=== TEXT SEGMENT ===
(begin)

Recommended: CSCI 3104 (undergraduate algorithms) and APPM 3570 (applied
probability), or equivalent preparation.

Note: An adequate mathematical and programming background is mandatory. The
concepts and techniques covered in this course depend heavily on basic
statistics (distributions, Monte Carlo techniques), scientific programming,
and calculus (integration and differentiation). Students without sufficient
preparation will struggle to keep up with the lectures and assignments.
Students without proper preparation may audit the course.

**Text**

Required (available at the CU Bookstore):

1. Networks: An Introduction by M.E.J. Newman

2. Pattern Recognition and Machine Learning by C.M. Bishop.

Optional:

1. All of Statistics by L. Wasserman

2. Numerical Recipes

3. Networks, Crowds and Markets by D. Easley and J. Kleinberg

4. Error and the Growth of Experimental Knowledge by D.G. Mayo.

**Course work and grading**

Attendance to the lectures is required.

Most of the class will be standard graduate-style lectures by the instructor.
These will be supplemented by guest lectures on special or advanced topics,
and class discussions of selected papers drawn from the networks literature.
Problem sets will develop and extend topics presented in class, and will
introduce additional topics not covered in class. Performance on the problem
sets will be the major component of evaluation. There are no written
examinations in the course, and thus students are expected to spend serious
quality time on the problem sets. Additional details are given in the syllabus.

*Problem sets*: There will be 6 problem sets. Each will include some
mathematical and some computational problems. Problem sets will be due roughly
every two weeks. Programming components of the problem sets may be completed
in any reasonable imperative language, and students are not expected to code
everything from scratch (using available network libraries is okay).

(end)

=== EXERCISE REQUIREMENTS ===
a) Reproduce the portion of the course syllabus that begins at the words "These will be" and ends after the words "libraries is okay).".
b) Write what comes next in the course syllabus, starting after its final sentence.

=== DATASET RECORDS ===
(begin)

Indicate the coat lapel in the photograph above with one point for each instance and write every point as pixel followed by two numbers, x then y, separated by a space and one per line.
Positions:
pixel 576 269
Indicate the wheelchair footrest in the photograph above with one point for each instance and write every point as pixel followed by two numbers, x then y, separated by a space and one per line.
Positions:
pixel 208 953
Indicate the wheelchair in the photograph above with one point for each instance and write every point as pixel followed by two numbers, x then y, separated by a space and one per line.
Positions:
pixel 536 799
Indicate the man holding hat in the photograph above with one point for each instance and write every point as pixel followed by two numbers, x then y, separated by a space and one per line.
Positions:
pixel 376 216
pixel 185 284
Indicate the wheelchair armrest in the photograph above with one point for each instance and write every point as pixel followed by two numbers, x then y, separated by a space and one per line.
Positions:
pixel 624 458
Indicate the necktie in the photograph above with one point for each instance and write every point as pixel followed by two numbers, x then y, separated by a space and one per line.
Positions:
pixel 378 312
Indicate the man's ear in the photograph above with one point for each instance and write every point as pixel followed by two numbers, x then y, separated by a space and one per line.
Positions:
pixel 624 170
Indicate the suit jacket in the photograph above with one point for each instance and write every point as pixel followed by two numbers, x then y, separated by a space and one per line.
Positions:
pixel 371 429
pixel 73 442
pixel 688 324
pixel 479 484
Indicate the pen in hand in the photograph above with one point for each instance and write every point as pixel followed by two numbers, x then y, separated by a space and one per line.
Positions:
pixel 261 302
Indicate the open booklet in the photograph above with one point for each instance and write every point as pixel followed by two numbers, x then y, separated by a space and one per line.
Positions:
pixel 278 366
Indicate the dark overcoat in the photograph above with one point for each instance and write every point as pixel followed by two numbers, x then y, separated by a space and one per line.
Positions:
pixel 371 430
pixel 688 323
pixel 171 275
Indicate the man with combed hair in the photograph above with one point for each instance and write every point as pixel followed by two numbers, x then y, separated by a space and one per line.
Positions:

(end)

=== RESPONSES ===
a)
These will be supplemented by guest lectures on special or advanced topics,
and class discussions of selected papers drawn from the networks literature.
Problem sets will develop and extend topics presented in class, and will
introduce additional topics not covered in class. Performance on the problem
sets will be the major component of evaluation. There are no written
examinations in the course, and thus students are expected to spend serious
quality time on the problem sets. Additional details are given in the syllabus.

*Problem sets*: There will be 6 problem sets. Each will include some
mathematical and some computational problems. Problem sets will be due roughly
every two weeks. Programming components of the problem sets may be completed
in any reasonable imperative language, and students are not expected to code
everything from scratch (using available network libraries is okay).

b)
See the syllabus for more details about formatting and submitting your
solutions, for advice about how to get maximum points, and for the class
policies on collaboration and on late submissions.
Students that are
unsure about whether something is permitted under the policies described in
the syllabus should consult with the instructor well before a particular
deadline.

*Class project*: The purpose of the class project is to
formulate and explore a research question of the student's devising related
to network analysis and modeling. Students may work in teams of 1-2 people.
The deliverables are a short (10 minute) in-class presentation of the project
results, and a 10-page writeup. See the syllabus for more details.

*Grading* Grades will be assigned based on (section 001) attendance
(20%), problem sets (50%), and class project (30%), or (section 740)
problem sets (63%) and class project (37%).

**Tentative Schedule**

Week 1 : Introduction and overview (Lecture 1)

Week 2 : Random graphs I: the Erdos-Renyi model (Lecture 2)

Week 3 : Measures of centrality (Lecture 3)

Week 4 : Random graphs II: the configuration model (Lecture 4)

Week 5 : Large-scale structure I: assortativity and modularity (Lecture 5)

Week 6 : Large-scale structure II: stochastic block models (Lecture 6)

Week 7 : Large-scale structure III: more block models (Lecture 7 and Lecture 7 supplement)

Week 8 : Wrangling network data I: from raw data to networks (Lecture 8)

Week 9 : Wrangling network data II: sampled networks (Lecture 9)

Week 10 : Spatial networks (Lecture 10)

Week 11 : Growing networks (Lecture 11)

Week 12 : Dynamic networks (Lecture 12)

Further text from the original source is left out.